#### [AIM]
Copy out the data below, substituting "MUST" for every occurrence of "SHOULD" and keeping all else the same. Omit the pictures from your copy.

Named object pointing data:

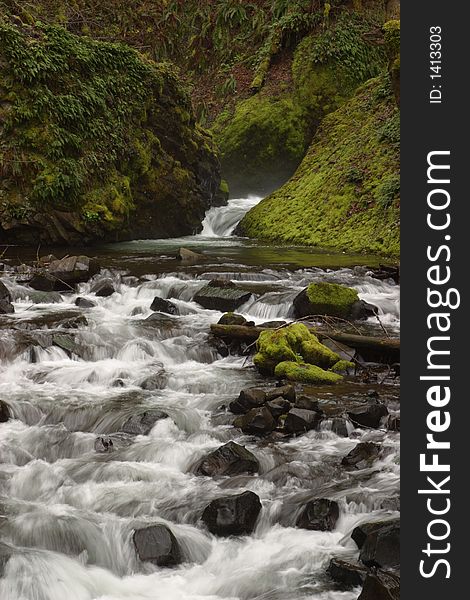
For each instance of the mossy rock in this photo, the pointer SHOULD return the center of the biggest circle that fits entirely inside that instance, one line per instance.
(336, 199)
(295, 343)
(324, 298)
(305, 373)
(98, 142)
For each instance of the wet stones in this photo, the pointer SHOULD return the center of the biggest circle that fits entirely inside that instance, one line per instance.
(319, 514)
(230, 459)
(257, 421)
(233, 515)
(165, 306)
(158, 545)
(368, 416)
(6, 307)
(221, 295)
(5, 412)
(143, 423)
(361, 456)
(299, 420)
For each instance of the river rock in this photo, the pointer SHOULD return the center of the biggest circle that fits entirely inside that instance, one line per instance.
(233, 515)
(231, 319)
(6, 307)
(221, 295)
(71, 270)
(299, 420)
(347, 573)
(361, 456)
(319, 514)
(165, 306)
(158, 545)
(84, 302)
(257, 421)
(381, 586)
(368, 416)
(278, 406)
(103, 288)
(143, 423)
(248, 399)
(381, 547)
(230, 459)
(5, 412)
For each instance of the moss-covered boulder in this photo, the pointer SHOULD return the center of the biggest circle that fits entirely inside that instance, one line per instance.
(290, 352)
(345, 194)
(264, 138)
(97, 142)
(324, 298)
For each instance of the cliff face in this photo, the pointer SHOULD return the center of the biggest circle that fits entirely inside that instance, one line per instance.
(96, 142)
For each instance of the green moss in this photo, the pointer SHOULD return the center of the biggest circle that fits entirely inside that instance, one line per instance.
(342, 366)
(321, 205)
(331, 299)
(303, 373)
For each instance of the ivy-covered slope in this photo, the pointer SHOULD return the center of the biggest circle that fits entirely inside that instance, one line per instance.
(96, 142)
(345, 194)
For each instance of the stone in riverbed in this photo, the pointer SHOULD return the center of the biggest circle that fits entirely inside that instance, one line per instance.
(158, 545)
(248, 399)
(299, 420)
(361, 456)
(320, 514)
(257, 421)
(165, 306)
(6, 307)
(347, 573)
(381, 586)
(230, 459)
(221, 295)
(5, 412)
(233, 515)
(143, 423)
(368, 416)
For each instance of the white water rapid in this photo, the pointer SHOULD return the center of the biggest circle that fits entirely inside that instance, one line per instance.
(67, 512)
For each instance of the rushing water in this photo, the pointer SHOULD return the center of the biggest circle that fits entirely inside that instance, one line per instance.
(68, 512)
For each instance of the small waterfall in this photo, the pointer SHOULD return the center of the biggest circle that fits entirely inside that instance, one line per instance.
(221, 221)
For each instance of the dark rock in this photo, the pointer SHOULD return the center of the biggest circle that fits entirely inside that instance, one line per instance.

#### [RESPONSE TO THIS EXERCISE]
For each instance of the mossy rock in this photo, the pointer MUST return the center of the biggest circle that fits entirely inside that instance, one line per instance.
(336, 199)
(295, 343)
(324, 298)
(305, 373)
(98, 142)
For each instance of the wet stones in this photo, the pointer MUST return the center of the biggest circle that fits entirely inside that instance, one line per instance.
(319, 514)
(230, 459)
(257, 421)
(233, 515)
(165, 306)
(158, 545)
(368, 416)
(6, 307)
(221, 295)
(5, 412)
(143, 423)
(361, 456)
(299, 420)
For each instance of the river rock in this photo, the pointer MUST return the center of the biggest circle that fits entirely inside that instance, one line per instance.
(233, 515)
(231, 319)
(6, 307)
(221, 295)
(71, 270)
(299, 420)
(347, 573)
(361, 456)
(319, 514)
(165, 306)
(158, 545)
(84, 302)
(257, 421)
(381, 586)
(368, 416)
(278, 406)
(103, 288)
(143, 423)
(248, 399)
(381, 547)
(230, 459)
(5, 412)
For each instance of the moss-covered boulder in this photo, the pointer MUST return the center of the biggest circle that fits entirely inside that instance, one line per instance.
(290, 352)
(345, 194)
(264, 138)
(97, 142)
(324, 298)
For each instance of the cliff face in this photo, the pointer MUST return the center of the biggest circle that fits entirely inside that instance, one line per instance.
(96, 142)
For each instance of the green moss in this photo, the pointer MUST return the center of the biggest circle that fits entirely inside that instance, one line per instance.
(342, 366)
(321, 205)
(331, 299)
(303, 373)
For each instance of the ivy-covered slope in this photo, the pointer MUST return the center of the biggest circle that fits entirely inside that instance, one line per instance.
(96, 142)
(345, 194)
For each instance of the stone in riverbed in this photo, the pointer MUST return the center of the biggest circle that fits entirely inside that instance, one line per instance.
(158, 545)
(248, 399)
(299, 420)
(361, 456)
(320, 514)
(257, 421)
(165, 306)
(6, 307)
(347, 573)
(381, 586)
(230, 459)
(221, 295)
(5, 412)
(233, 515)
(143, 423)
(368, 416)
For each instance of the white water rapid in this photo, the pointer MUST return the center of the biggest circle that fits entirely inside that instance, one line per instance.
(67, 512)
For each instance of the rushing water in this photo, the pointer MUST return the center of the biggest circle that fits entirely inside that instance, one line per instance.
(68, 512)
For each instance of the small waterfall in this photo, the pointer MUST return the center of the biggest circle that fits entirely inside that instance, one line per instance.
(221, 221)
For each instance of the dark rock in this photo, the pointer MUST return the center of the biggest circle that fits entirely inside that instance, one line per instance.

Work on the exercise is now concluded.